**Instructions to follow**
Write out word for word the items starting at the line that contains "93, row 75." and ending at the line that contains "column 50, row 372", with both of those lines included. Leave the pictures out of your copy.

START Entries shown

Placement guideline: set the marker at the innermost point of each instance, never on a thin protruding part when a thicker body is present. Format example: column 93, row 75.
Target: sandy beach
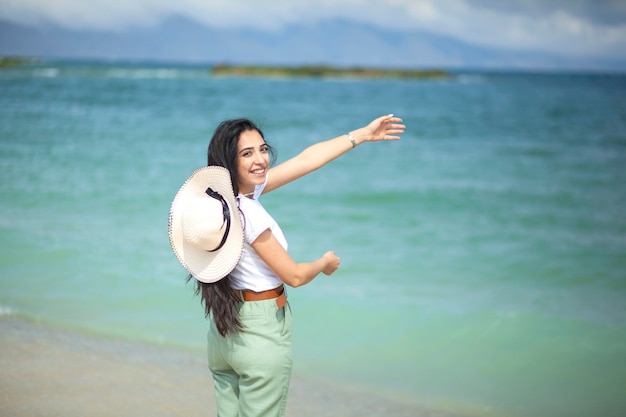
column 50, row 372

END Entries shown
START Entries shown

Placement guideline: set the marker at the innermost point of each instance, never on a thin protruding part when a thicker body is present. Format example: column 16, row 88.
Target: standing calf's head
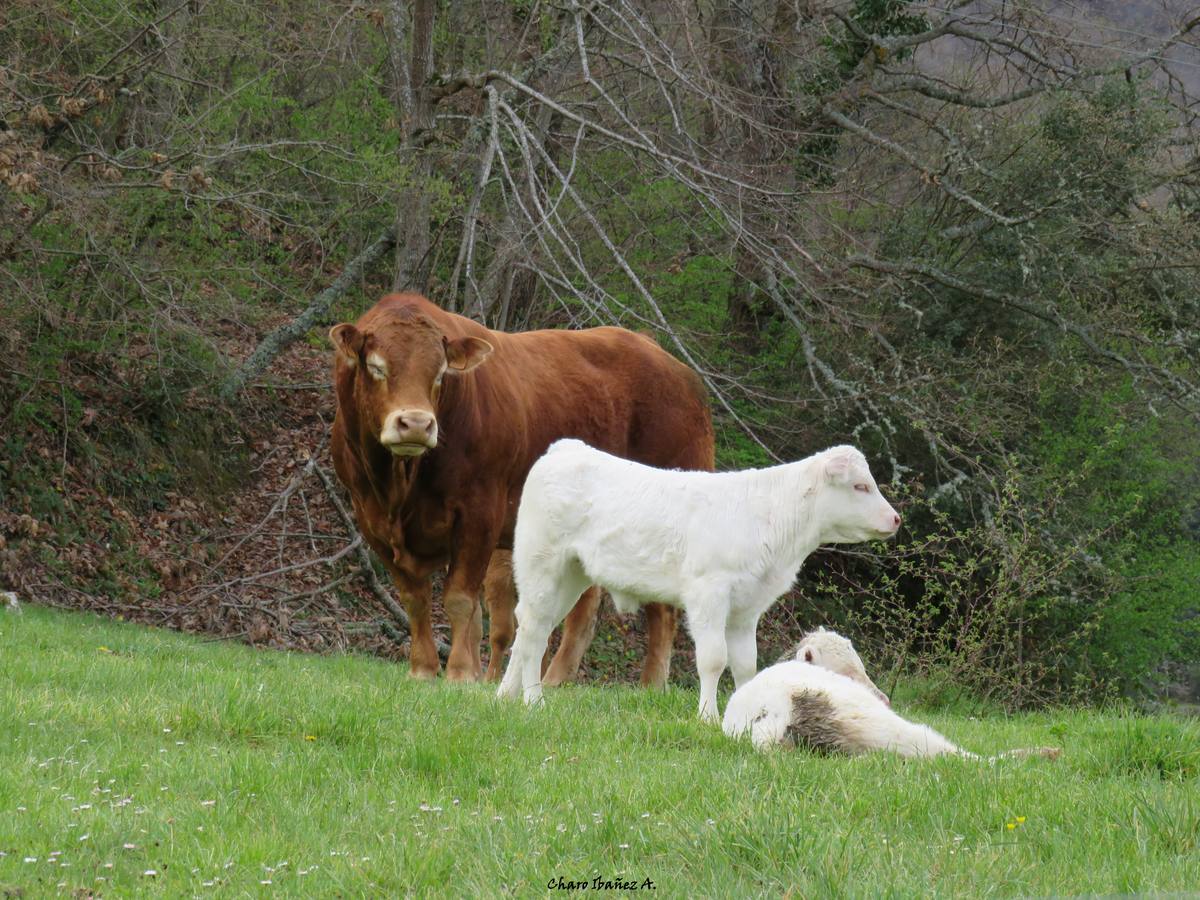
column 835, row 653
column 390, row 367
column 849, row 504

END Entries shown

**Result**
Placement guideline: set the marker at the innermost point of each instance, never on a thin protruding part when a thicker body is present. Format example: column 93, row 75.
Target: sandy beach
column 50, row 372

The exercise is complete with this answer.